Problems
1. Summarize the article on U.S. transportation infrastructure in two sentences.
2. In the article on U.S. transportation infrastructure, what percentage of the nation's 607,000 bridges did the Federal Highway Commission call "structurally deficient" in 2012?

╭─ Excerpt to read

Transportation Infrastructure: Building Hope for the Future
As U.S. industry confronts the realities of a failing transportation system and looming capacity crunch, does MAP-21 offer the promise of improvement?
When Gil Carmichael discusses the feasibility of a national transportation plan, it's apparent a huge and glaring need exists—but the solution is clear, and well within reach.
"When I visualize it, I get excited about what it could be and how easy it is to do—if we think intermodally," he says.
Carmichael's years of experience as a former Republican nominee for governor of Mississippi and for the U.S. Senate, head of the Federal Railroad Administration under President George H. Bush, and founding chairman of the University of Denver's Intermodal Transportation Institute have collectively shaped his designs for what he terms Interstate 2.0—a 21st-century new works program that invests in intermodal infrastructure and gets the U.S. economy back on track.
But he is also aware that, when it comes to this type of big-picture policy palaver, there are always caveats— the ifs and buts that get in the way of progress.
That knowledge breeds frustration—especially in light of recent events.
The May 2013 I-5 Skagit River Bridge collapse in Mount Vernon, Wash., recast a familiar story—one that was first exposed in 2007 when the Minneapolis I-35 Mississippi River Bridge buckled during rush hour, killing 13 people and injuring scores more. These two events attached a public face to a veiled problem. But in the six years between the events, little changed.
In 2012, the Federal Highway Commission reported that 11 percent of the nation's 607,000 bridges were considered "structurally deficient." In 2007, the number was 12 percent. The American Society of Civil Engineers' 2013 infrastructure report card assigned U.S. bridges a C+ grade, matching that of the U.S. rail network.
More disappointing, inland waterways and roadways, many of which were built as part of FDR's Works Progress Administration and Dwight D. Eisenhower's Interstate system, respectively, scored a D and D-. Even those ratings may be optimistic, given current circumstances.

╰─
╭─ Supplied information

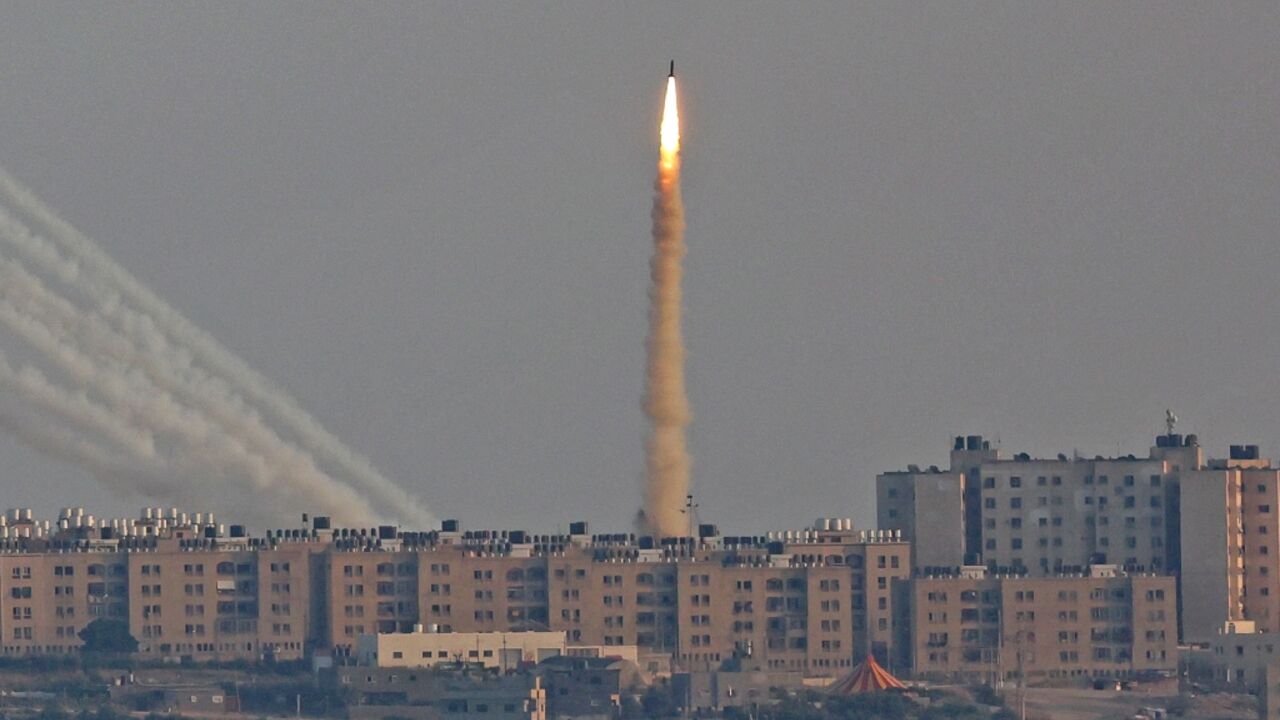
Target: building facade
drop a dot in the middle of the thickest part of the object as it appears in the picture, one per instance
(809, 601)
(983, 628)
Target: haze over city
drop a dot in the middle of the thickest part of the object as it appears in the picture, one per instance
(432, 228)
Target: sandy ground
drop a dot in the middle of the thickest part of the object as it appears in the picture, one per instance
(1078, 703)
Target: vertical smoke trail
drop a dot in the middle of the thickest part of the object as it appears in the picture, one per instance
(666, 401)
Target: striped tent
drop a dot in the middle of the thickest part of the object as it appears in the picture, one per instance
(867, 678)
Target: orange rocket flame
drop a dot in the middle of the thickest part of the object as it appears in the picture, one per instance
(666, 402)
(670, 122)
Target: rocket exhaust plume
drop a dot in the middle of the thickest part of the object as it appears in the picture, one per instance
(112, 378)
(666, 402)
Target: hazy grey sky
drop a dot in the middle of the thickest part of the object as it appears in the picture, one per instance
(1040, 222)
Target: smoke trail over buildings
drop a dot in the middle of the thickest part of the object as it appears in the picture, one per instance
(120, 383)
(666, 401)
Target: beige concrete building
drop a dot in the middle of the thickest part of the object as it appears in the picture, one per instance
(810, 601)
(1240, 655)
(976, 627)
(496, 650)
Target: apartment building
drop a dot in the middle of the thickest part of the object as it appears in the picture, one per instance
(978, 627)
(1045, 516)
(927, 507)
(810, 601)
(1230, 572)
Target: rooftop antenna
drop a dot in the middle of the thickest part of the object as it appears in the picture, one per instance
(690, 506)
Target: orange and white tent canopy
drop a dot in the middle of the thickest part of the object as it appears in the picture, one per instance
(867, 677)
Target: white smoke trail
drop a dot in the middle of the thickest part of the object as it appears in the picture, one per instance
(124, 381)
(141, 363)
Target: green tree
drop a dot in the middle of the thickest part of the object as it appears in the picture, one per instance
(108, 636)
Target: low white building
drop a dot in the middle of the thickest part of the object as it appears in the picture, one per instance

╰─

Task results
1. Gil Carmichael, a former head of the Federal Railroad Administration, sees a glaring need for a national transportation plan that is well within reach if the country thinks intermodally, and he calls his design Interstate 2.0. The 2007 Minneapolis I-35 bridge collapse and the 2013 I-5 Skagit River Bridge collapse exposed the problem, but little changed in between: structurally deficient bridges fell only from 12 to 11 percent, and the American Society of Civil Engineers gave bridges and rail a C+, inland waterways a D, and roadways a D-.

2. 11 percent.